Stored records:
◆ ◆ ◆ ◆ ◆
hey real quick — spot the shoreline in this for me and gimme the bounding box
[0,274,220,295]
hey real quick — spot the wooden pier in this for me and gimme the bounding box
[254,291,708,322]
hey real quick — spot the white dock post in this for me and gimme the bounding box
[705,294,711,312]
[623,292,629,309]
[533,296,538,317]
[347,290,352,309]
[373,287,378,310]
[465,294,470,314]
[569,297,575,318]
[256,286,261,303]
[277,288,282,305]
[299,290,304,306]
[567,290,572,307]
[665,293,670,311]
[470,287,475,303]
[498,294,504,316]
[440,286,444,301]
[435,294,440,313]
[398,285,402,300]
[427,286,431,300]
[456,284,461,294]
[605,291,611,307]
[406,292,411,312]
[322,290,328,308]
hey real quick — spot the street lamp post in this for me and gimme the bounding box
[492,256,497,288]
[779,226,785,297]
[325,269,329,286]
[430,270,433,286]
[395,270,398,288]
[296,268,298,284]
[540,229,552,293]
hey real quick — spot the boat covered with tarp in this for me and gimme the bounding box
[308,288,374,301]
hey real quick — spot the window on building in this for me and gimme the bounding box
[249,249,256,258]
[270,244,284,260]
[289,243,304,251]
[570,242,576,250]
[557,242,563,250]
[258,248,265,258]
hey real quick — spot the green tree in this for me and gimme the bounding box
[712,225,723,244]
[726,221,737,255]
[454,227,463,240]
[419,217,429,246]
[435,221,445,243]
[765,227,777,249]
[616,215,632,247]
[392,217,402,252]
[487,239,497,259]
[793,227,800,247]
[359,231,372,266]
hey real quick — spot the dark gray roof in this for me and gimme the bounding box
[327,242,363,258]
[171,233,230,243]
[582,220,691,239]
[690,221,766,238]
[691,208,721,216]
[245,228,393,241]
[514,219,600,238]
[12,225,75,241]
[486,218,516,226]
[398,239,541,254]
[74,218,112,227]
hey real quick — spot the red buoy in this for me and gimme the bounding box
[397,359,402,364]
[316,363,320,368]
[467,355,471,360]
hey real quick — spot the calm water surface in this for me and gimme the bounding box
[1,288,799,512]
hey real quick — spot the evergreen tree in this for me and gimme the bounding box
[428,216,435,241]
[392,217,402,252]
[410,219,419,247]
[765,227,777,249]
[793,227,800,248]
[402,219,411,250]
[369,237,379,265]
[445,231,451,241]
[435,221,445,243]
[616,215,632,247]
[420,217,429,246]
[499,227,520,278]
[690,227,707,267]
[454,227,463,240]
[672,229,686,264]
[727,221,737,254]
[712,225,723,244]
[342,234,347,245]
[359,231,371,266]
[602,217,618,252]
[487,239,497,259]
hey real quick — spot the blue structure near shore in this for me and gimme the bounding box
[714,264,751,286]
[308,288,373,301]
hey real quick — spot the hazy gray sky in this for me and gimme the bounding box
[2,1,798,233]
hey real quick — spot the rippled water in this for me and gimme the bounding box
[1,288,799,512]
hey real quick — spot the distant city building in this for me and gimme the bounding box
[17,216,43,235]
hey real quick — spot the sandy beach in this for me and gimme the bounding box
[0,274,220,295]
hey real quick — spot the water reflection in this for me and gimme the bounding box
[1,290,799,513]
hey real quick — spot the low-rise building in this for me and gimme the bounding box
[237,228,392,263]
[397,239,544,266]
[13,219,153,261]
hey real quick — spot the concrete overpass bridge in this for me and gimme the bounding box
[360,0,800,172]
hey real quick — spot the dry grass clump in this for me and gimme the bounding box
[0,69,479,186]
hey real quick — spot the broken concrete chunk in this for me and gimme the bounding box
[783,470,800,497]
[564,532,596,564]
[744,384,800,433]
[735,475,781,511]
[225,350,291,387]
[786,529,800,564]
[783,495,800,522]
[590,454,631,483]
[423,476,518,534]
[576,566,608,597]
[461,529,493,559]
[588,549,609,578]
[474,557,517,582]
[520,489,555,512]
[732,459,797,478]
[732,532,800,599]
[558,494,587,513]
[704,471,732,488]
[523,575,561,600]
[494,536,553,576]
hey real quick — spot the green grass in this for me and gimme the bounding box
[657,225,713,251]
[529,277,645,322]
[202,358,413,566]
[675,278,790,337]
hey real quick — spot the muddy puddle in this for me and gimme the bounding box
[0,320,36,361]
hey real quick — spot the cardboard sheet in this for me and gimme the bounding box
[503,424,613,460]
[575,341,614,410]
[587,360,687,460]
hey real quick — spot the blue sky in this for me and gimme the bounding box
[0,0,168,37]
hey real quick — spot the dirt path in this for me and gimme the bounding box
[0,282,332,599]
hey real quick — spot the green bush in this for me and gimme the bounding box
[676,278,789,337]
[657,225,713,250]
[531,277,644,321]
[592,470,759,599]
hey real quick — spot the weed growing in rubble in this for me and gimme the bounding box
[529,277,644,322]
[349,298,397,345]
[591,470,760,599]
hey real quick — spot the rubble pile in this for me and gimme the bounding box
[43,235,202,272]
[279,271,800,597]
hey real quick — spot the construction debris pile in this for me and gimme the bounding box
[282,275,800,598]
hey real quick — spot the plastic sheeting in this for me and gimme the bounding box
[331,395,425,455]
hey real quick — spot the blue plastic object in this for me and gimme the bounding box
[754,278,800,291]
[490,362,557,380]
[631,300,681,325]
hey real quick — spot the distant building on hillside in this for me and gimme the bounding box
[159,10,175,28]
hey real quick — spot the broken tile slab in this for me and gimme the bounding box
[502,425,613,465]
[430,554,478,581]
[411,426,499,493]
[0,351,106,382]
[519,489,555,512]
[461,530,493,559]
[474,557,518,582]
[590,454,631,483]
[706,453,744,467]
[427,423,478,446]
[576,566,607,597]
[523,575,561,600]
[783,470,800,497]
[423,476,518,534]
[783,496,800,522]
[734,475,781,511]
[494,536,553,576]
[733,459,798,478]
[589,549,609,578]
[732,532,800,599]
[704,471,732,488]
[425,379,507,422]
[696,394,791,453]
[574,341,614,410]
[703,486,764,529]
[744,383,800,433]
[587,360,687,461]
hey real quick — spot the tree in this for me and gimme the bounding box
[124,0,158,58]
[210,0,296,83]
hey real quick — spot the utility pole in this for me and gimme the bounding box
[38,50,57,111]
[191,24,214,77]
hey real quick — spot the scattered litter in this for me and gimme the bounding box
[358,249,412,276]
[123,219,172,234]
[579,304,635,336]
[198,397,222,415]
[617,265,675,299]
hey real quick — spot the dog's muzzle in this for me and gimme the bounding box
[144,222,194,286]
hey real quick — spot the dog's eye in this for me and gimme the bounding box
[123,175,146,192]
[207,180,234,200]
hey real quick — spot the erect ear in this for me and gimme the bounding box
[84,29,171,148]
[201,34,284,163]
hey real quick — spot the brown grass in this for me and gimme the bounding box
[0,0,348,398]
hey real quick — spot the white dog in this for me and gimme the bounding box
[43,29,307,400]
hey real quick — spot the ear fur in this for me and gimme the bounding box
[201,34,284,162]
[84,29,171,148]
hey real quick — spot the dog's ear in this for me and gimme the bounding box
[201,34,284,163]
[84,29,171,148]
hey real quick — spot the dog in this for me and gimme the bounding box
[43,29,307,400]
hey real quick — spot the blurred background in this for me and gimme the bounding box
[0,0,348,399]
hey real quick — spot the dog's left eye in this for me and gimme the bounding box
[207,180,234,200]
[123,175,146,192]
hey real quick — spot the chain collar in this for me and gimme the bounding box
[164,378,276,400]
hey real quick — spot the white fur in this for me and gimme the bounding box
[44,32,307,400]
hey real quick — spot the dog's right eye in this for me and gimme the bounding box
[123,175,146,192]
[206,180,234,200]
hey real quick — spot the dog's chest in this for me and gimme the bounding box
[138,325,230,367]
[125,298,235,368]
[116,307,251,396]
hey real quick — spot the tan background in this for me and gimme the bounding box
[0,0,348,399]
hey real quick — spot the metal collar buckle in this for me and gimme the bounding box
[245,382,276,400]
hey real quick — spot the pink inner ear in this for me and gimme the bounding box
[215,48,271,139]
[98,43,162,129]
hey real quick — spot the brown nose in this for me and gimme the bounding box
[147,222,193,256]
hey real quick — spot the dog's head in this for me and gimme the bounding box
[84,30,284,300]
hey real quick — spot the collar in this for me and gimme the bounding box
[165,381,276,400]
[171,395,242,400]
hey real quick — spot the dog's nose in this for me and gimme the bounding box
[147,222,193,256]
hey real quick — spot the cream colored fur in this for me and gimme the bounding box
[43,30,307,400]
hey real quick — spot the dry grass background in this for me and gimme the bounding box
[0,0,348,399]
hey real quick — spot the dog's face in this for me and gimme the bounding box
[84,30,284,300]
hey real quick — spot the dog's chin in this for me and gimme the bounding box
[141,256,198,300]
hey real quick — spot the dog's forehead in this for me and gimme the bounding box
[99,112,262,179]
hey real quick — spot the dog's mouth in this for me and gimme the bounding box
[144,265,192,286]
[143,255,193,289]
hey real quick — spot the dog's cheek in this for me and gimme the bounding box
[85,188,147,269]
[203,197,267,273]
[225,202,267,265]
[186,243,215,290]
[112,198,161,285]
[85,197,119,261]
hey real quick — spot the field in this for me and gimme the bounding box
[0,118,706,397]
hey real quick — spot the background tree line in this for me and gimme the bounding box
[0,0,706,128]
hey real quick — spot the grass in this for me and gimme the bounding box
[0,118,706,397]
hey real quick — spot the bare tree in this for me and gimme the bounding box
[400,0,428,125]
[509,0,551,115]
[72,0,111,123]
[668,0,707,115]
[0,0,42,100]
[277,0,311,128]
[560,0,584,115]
◆ ◆ ◆ ◆ ◆
▶ [Work instruction]: Find where "hey real quick — spot the field" occurs in the data, and please write out that line through the last line exactly, with nothing else.

▶ [Solution below]:
hey real quick — spot the field in this for me and gimme the bounding box
[0,118,706,397]
hey real quick — spot the background tree line in this for me and gimme the bounding box
[0,0,706,128]
hey real quick — spot the grass in this for me and gimme the bounding box
[0,118,706,397]
hey real quick — spot the bare tree in this for me and gimme the bounding box
[400,0,428,125]
[509,0,551,115]
[72,0,111,123]
[668,0,707,115]
[0,0,42,100]
[277,0,311,128]
[560,0,584,115]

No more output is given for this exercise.